'''
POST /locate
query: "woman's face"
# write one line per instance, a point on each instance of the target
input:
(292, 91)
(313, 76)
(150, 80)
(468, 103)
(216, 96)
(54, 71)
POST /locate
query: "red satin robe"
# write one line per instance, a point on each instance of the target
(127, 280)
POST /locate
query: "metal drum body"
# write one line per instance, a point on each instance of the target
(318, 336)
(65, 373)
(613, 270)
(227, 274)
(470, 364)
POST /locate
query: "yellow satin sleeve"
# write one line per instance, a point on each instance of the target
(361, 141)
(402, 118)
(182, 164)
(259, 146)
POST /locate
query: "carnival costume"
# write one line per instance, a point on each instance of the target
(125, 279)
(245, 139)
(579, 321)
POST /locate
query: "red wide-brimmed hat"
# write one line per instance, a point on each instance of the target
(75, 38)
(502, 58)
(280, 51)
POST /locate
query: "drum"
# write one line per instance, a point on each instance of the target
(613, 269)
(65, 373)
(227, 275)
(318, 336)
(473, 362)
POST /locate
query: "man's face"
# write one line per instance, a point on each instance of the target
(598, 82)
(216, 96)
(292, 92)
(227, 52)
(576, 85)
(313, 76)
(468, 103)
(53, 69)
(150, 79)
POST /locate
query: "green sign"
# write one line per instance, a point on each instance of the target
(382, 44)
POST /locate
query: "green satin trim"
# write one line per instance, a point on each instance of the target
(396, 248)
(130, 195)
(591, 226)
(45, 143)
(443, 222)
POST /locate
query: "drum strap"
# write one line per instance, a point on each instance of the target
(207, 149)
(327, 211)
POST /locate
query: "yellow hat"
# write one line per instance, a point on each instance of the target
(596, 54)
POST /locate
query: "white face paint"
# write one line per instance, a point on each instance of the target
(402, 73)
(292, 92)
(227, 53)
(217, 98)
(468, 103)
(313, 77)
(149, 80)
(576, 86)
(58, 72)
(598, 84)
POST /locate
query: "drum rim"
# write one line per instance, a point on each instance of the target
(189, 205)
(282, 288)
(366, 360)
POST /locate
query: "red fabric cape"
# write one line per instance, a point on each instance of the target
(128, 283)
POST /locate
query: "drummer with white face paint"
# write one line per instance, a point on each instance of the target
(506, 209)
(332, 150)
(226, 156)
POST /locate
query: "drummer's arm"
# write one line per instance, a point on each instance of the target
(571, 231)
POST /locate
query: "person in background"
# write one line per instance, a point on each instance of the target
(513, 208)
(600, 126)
'''
Tally the lines of the records above that contain the string "paint", counting case. How many are there? Reply with the number alone.

Solution
2